◆ PROBLEM REQUIREMENTS:
Each line that contains the word "Trace" counts once; give the total for the records below and nothing else.
*** Opening of EXERCISE MATERIAL ***
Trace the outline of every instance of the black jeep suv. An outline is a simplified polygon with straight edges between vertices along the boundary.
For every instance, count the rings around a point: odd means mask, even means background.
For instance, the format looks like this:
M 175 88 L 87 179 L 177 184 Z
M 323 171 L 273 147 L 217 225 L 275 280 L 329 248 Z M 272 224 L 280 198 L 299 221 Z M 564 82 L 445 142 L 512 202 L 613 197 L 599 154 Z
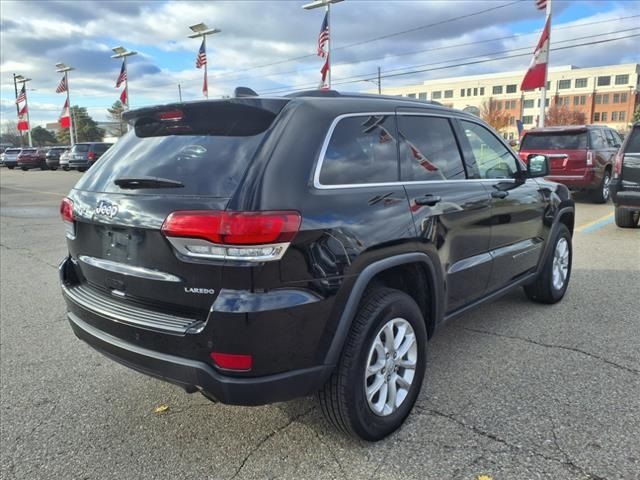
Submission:
M 328 91 L 125 118 L 61 205 L 68 317 L 187 392 L 319 392 L 333 424 L 378 440 L 409 414 L 438 325 L 515 287 L 566 291 L 567 188 L 475 116 Z

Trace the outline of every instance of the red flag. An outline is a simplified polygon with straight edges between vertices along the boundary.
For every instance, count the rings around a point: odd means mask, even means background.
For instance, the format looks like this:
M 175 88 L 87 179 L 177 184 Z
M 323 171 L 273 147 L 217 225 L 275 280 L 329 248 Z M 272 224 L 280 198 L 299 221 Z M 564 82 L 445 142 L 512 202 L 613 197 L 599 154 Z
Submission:
M 71 126 L 71 114 L 69 113 L 69 99 L 67 98 L 62 107 L 62 112 L 58 118 L 60 128 L 69 128 Z
M 27 105 L 18 112 L 18 130 L 29 130 L 29 122 L 27 121 L 27 113 L 29 112 Z
M 62 80 L 60 80 L 60 83 L 56 87 L 56 93 L 62 93 L 66 91 L 67 91 L 67 77 L 65 75 L 64 77 L 62 77 Z
M 202 83 L 202 93 L 205 97 L 209 97 L 209 85 L 207 85 L 207 76 L 204 76 L 204 82 Z
M 538 10 L 546 10 L 547 0 L 536 0 L 536 8 Z
M 116 88 L 120 88 L 122 82 L 127 81 L 127 69 L 124 67 L 124 60 L 122 61 L 122 67 L 120 67 L 120 75 L 118 75 L 118 79 L 116 80 Z
M 27 90 L 25 88 L 25 84 L 22 84 L 22 88 L 20 89 L 20 93 L 16 97 L 16 103 L 24 102 L 27 99 Z
M 126 105 L 127 107 L 129 106 L 129 98 L 127 98 L 127 89 L 123 89 L 122 93 L 120 94 L 120 103 L 122 103 L 122 105 Z
M 322 80 L 320 81 L 320 88 L 321 89 L 328 89 L 329 85 L 327 85 L 327 74 L 329 73 L 329 69 L 331 67 L 329 67 L 329 55 L 327 55 L 324 58 L 324 64 L 322 65 L 322 68 L 320 69 L 320 74 L 322 75 Z
M 529 70 L 525 73 L 520 85 L 520 90 L 534 90 L 544 87 L 547 82 L 547 64 L 549 63 L 549 36 L 551 29 L 551 16 L 547 17 L 542 36 L 538 46 L 533 52 L 533 59 Z

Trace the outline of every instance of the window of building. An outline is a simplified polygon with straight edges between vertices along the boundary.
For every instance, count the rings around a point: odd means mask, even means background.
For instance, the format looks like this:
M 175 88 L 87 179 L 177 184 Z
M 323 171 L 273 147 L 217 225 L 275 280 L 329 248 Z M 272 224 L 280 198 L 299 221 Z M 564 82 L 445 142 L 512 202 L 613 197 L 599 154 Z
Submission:
M 580 105 L 586 105 L 586 104 L 587 104 L 587 96 L 580 95 Z
M 511 101 L 509 102 L 509 108 L 510 108 L 511 110 L 515 110 L 515 108 L 516 108 L 517 106 L 518 106 L 518 101 L 517 101 L 517 100 L 511 100 Z
M 550 80 L 547 82 L 547 90 L 551 90 L 551 81 Z
M 461 97 L 464 97 L 464 88 L 461 88 L 461 89 L 460 89 L 460 96 L 461 96 Z
M 441 98 L 442 98 L 442 92 L 441 91 L 431 92 L 431 99 L 432 100 L 440 100 Z
M 618 121 L 618 112 L 611 112 L 611 121 L 612 122 Z
M 502 94 L 502 85 L 494 85 L 491 89 L 491 93 L 493 95 L 501 95 Z
M 496 106 L 496 110 L 502 110 L 502 101 L 501 100 L 496 101 L 495 106 Z
M 607 112 L 602 112 L 600 114 L 600 121 L 602 121 L 602 122 L 606 122 L 607 121 Z
M 620 103 L 620 94 L 619 93 L 614 93 L 613 94 L 613 103 Z
M 616 75 L 616 85 L 626 85 L 629 83 L 629 75 Z
M 620 119 L 621 122 L 624 122 L 627 118 L 627 112 L 618 113 L 618 118 Z
M 533 115 L 525 115 L 522 117 L 522 123 L 524 125 L 531 125 L 533 123 Z
M 602 95 L 596 95 L 596 105 L 600 105 L 602 103 Z
M 445 90 L 444 98 L 453 98 L 453 90 Z
M 607 85 L 611 85 L 611 77 L 609 75 L 605 77 L 598 77 L 599 87 L 606 87 Z
M 591 148 L 609 148 L 609 142 L 603 128 L 594 128 L 589 131 L 589 143 Z
M 545 98 L 545 100 L 544 100 L 544 106 L 545 106 L 545 107 L 548 107 L 548 106 L 549 106 L 549 99 L 548 99 L 548 98 Z M 538 99 L 538 108 L 540 108 L 540 99 Z
M 461 121 L 480 171 L 480 178 L 513 178 L 518 171 L 515 157 L 491 131 L 477 123 Z
M 416 98 L 416 94 L 415 93 L 408 93 L 407 97 L 409 98 Z
M 594 122 L 599 122 L 600 121 L 600 112 L 595 112 L 593 114 L 593 121 Z
M 573 97 L 573 105 L 580 105 L 580 97 L 579 96 L 575 96 Z
M 507 85 L 507 93 L 516 93 L 518 91 L 518 85 L 515 83 L 512 85 Z
M 621 93 L 620 94 L 620 103 L 627 103 L 627 94 L 626 93 Z
M 420 92 L 420 93 L 418 94 L 418 98 L 419 98 L 420 100 L 426 100 L 426 99 L 427 99 L 427 92 Z
M 532 98 L 525 100 L 523 103 L 524 108 L 533 108 L 533 106 L 534 106 L 534 102 Z
M 467 97 L 470 97 L 470 96 L 471 96 L 471 89 L 467 88 Z
M 576 88 L 587 88 L 587 79 L 576 78 Z
M 478 87 L 475 87 L 475 88 L 473 89 L 473 96 L 474 96 L 474 97 L 477 97 L 477 96 L 478 96 Z
M 324 185 L 398 181 L 393 115 L 363 115 L 340 120 L 324 155 Z
M 480 95 L 484 95 L 484 87 L 480 87 Z
M 403 181 L 464 179 L 462 157 L 446 118 L 398 116 Z
M 558 80 L 559 90 L 566 90 L 567 88 L 571 88 L 571 80 Z
M 609 94 L 605 93 L 604 95 L 602 95 L 602 103 L 607 104 L 609 103 Z
M 513 126 L 516 124 L 516 117 L 509 117 L 509 125 Z
M 561 100 L 562 100 L 562 105 L 567 107 L 569 106 L 570 97 L 562 97 Z

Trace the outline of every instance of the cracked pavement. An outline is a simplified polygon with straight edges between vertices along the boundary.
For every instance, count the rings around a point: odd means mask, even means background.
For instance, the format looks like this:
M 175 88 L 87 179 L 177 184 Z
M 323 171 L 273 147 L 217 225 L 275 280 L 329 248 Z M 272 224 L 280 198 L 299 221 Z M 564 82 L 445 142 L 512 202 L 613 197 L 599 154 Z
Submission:
M 369 444 L 314 399 L 212 403 L 76 340 L 55 267 L 78 178 L 0 170 L 1 478 L 640 478 L 640 230 L 576 233 L 557 305 L 518 290 L 441 327 L 415 410 Z M 612 211 L 576 199 L 577 226 Z

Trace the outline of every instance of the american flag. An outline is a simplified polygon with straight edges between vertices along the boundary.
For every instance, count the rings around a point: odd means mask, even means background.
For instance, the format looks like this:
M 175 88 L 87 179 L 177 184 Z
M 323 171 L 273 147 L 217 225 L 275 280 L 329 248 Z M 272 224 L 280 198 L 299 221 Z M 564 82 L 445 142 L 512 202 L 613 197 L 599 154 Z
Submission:
M 27 99 L 27 90 L 24 88 L 24 83 L 22 84 L 22 89 L 16 98 L 16 103 L 24 102 Z
M 124 68 L 124 60 L 122 61 L 122 68 L 120 68 L 120 75 L 118 75 L 118 80 L 116 80 L 116 88 L 119 88 L 122 85 L 122 82 L 127 81 L 127 69 Z
M 320 28 L 320 35 L 318 35 L 318 56 L 325 58 L 327 52 L 324 47 L 329 42 L 329 12 L 324 14 L 324 20 L 322 21 L 322 27 Z
M 62 93 L 66 91 L 67 91 L 67 77 L 65 76 L 65 77 L 62 77 L 62 80 L 60 80 L 60 83 L 56 87 L 56 93 Z
M 22 119 L 22 117 L 26 116 L 28 111 L 29 111 L 29 109 L 27 108 L 27 105 L 25 104 L 25 106 L 22 107 L 20 109 L 20 112 L 18 113 L 18 115 L 20 116 L 20 119 Z
M 207 52 L 204 49 L 204 38 L 202 39 L 202 45 L 198 50 L 198 56 L 196 57 L 196 68 L 202 68 L 207 64 Z
M 547 0 L 536 0 L 536 8 L 538 10 L 546 10 L 547 9 Z
M 127 107 L 129 106 L 129 98 L 127 97 L 126 88 L 122 90 L 122 93 L 120 94 L 120 103 L 122 103 L 122 105 L 126 105 Z
M 207 76 L 204 76 L 204 82 L 202 83 L 202 93 L 205 97 L 209 98 L 209 85 L 207 84 Z

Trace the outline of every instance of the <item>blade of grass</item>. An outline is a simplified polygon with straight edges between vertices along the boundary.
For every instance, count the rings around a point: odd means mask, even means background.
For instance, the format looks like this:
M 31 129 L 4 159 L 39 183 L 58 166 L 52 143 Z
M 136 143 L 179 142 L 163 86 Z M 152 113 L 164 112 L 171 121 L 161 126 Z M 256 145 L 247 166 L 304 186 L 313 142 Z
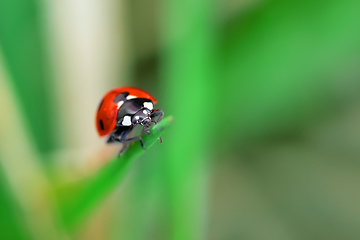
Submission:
*** Close of EXERCISE MATERIAL ***
◆ EXPECTED ANSWER:
6